** EXTRACT PROVIDED **
## begin
The Company has notes payable to shareholders and officers. These notes
bear interest at 10% and are currently due. As of March 31, 2008, the amount due
under these notes payable was $804,860. During the three months ended March 31,
2008, the Company accrued interest on the notes of $20,117. As of March 31,
2008, the accrued interest due was $264,073.
6
TERRA SYSTEMS, INC. AND SUBSIDIARIES
(A Development Stage Company)
NOTES TO CONDENSED CONSOLIDATED FINANCIAL STATEMENTS
(UNAUDITED)
NOTE 6 - BANK LINE OF CREDIT
The Company entered into a $500,000 line of credit with US Bank N.A.
(the "Bank") on November 1, 2007. The line of credit is guaranteed by two
directors (the "Guarantors"). The Guarantors are indemnified by each of the
other Directors and officers of the Company serving on the Board of Directors.
The line of credit bears interest at Bank prime plus 50 basis points and expires
on April 30, 2009. The credit agreement includes a limitation on other
indebtedness and guarantees. As of March 31, 2008 the Company had drawn $52,930
on the line of credit
NOTE 7 - STOCKHOLDERS' DEFICIT
Common Stock Issued for Cash - During the three months ended March 31,
2008, the Company issued 125,000 shares of common stock and 187,500 warrants to
purchase common stock, with an exercise price ranging from $0.50 to $1.00 per
share for proceeds of $12,500; 125,000 warrants vest in July 2008 and expire in
January 2009; 62,500 warrants vest in January 2009 and expire in January 2010.
The proceeds were allocated $8,541 to common stock and $3,959 to the warrants,
based on their relative fair values on the date of issuance. The fair value of
the warrants was determined by the Black-Scholes option pricing model using the
following assumptions: estimated volatility of 118.08% estimated risk-free
interest rate of 2.27% estimated yield of 0% and estimated term of 1.33 years.
Common Stock Issued for Stock Subscription - During the three months
ended March 31, 2008, the Company issued 2,000,000 shares of common stock and
3,000,000 warrants to purchase common stock, with exercise prices ranging from
$0.50 to $1.00 per share for $200,000 subscription receivable; 2,000,000
warrants which vest in September 2008 and expire in March 2009 and 1,000,000
warrants which vest in March 2009 and expire in March 2010. The proceeds were
allocated $64,089 to common stock and $ 135,911 to the warrants, based on their
relative fair values on the date of issuance. The fair value of the warrants was
determined by the Black-Scholes option pricing model using the following
assumptions: estimated volatility of 127.7% estimated risk-free interest rate of
1.57% estimated yield of 0% and estimated term of 1.33 years. Cash for the stock
issued was received in April 2008.
## end
** TASK LIST **
**1)** From the "Common Stock Issued for Cash" paragraph of the Terra Systems financial statement notes, list every assumption used in the Black-Scholes model together with its value.
**2)** Write the next part of the Terra Systems financial statement notes, starting after the sentence about cash for the subscribed stock arriving in April 2008.

** INFORMATION SHOWN **
## begin
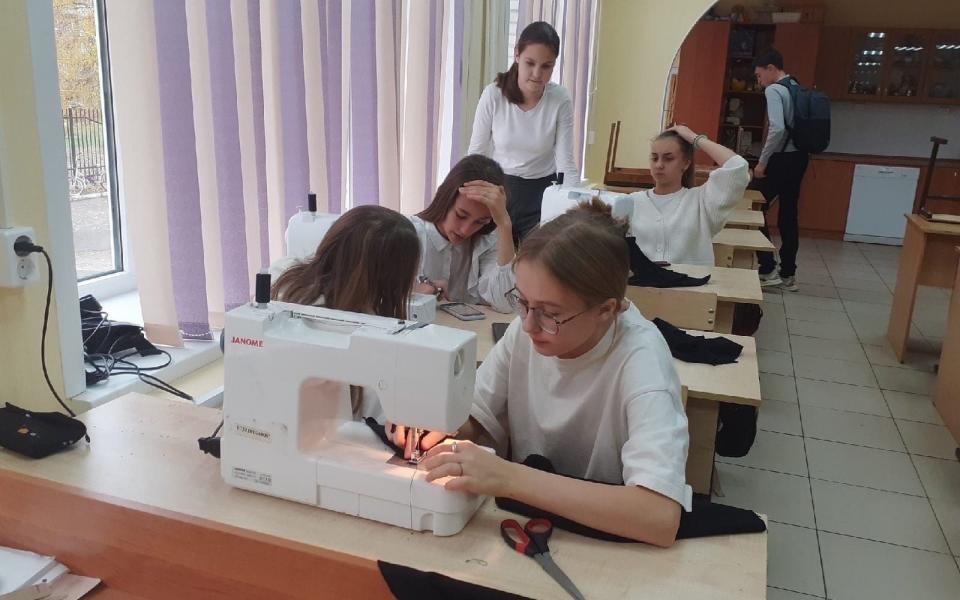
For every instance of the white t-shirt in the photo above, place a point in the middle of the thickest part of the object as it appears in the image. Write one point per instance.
(613, 414)
(531, 144)
(679, 227)
(486, 282)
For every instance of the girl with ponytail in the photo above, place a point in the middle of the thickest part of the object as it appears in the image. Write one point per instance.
(525, 123)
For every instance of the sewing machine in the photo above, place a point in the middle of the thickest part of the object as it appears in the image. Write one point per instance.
(288, 425)
(305, 231)
(558, 199)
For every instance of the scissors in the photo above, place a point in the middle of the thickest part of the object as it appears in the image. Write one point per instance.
(531, 540)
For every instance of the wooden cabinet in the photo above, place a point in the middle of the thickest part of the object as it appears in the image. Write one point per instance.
(700, 78)
(799, 43)
(942, 82)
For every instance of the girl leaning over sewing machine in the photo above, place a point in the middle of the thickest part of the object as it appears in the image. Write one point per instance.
(675, 221)
(466, 236)
(366, 263)
(583, 379)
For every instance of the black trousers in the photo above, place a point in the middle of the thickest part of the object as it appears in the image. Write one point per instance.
(782, 182)
(524, 198)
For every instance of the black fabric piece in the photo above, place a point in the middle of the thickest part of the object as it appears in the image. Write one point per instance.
(524, 201)
(707, 519)
(746, 319)
(380, 430)
(647, 273)
(696, 348)
(38, 434)
(411, 584)
(737, 429)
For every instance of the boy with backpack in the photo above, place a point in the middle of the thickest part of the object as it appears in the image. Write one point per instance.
(798, 124)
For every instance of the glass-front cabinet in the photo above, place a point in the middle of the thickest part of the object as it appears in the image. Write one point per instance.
(942, 83)
(866, 73)
(907, 55)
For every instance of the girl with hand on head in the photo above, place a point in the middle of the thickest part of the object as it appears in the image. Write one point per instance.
(525, 122)
(466, 237)
(675, 221)
(582, 378)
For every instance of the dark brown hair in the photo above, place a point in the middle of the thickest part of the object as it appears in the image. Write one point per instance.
(584, 250)
(366, 263)
(470, 168)
(538, 32)
(689, 178)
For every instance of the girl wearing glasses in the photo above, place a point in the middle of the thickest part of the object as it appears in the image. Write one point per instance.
(584, 380)
(466, 237)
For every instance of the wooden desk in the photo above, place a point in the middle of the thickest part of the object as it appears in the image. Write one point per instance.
(742, 218)
(732, 287)
(928, 258)
(753, 199)
(706, 385)
(145, 511)
(745, 242)
(947, 394)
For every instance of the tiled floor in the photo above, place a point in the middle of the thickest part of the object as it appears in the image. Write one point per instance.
(852, 464)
## end
** ANSWER LIST **
**1)**
- Estimated volatility: 118.08%
- Estimated risk-free interest rate: 2.27%
- Estimated yield: 0%
- Estimated term: 1.33 years

**2)**
NOTE 8 - GRANTS
On March 19, 2008, the Company received from the Federal Center of
Excellence a grant for the amount of $109,000. The funds are to be used to
develop the process controls for the system at its clean coke pilot plant.
NOTE 9 - SUBSEQUENT EVENTS
On April 24, 2008 the Company borrowed $45,500 under the bank line of
credit and purchased various equipment for use at the Company's Hiawatha coal
recovery project.
7
Item 2. Management's Discussion and Plan of Operation
Special Cautionary Statement Regarding Forward-Looking Statements
This Quarterly Report contains forward-looking statements about our
business, financial condition, and prospects that reflect our assumptions and
beliefs based on information currently available. We can give no assurance that
the expectations indicated by these forward-looking statements will be realized.
If any of our assumptions should prove incorrect, or if any of the risks and
uncertainties underlying those expectations should materialize, our actual
results may differ materially from those indicated by the forward-looking
statements.
The key factors that are not within our control and that may have a
direct bearing on operating results include, but are not limited to, acceptance
of our products or services, our ability to expand our customer base, our
ability to raise capital in the future, the retention of key employees, and
changes in the regulation of our industry.
There may be other risks and circumstances that we are unable to
predict. When used in this Quarterly Report, the words "believes," "expects,"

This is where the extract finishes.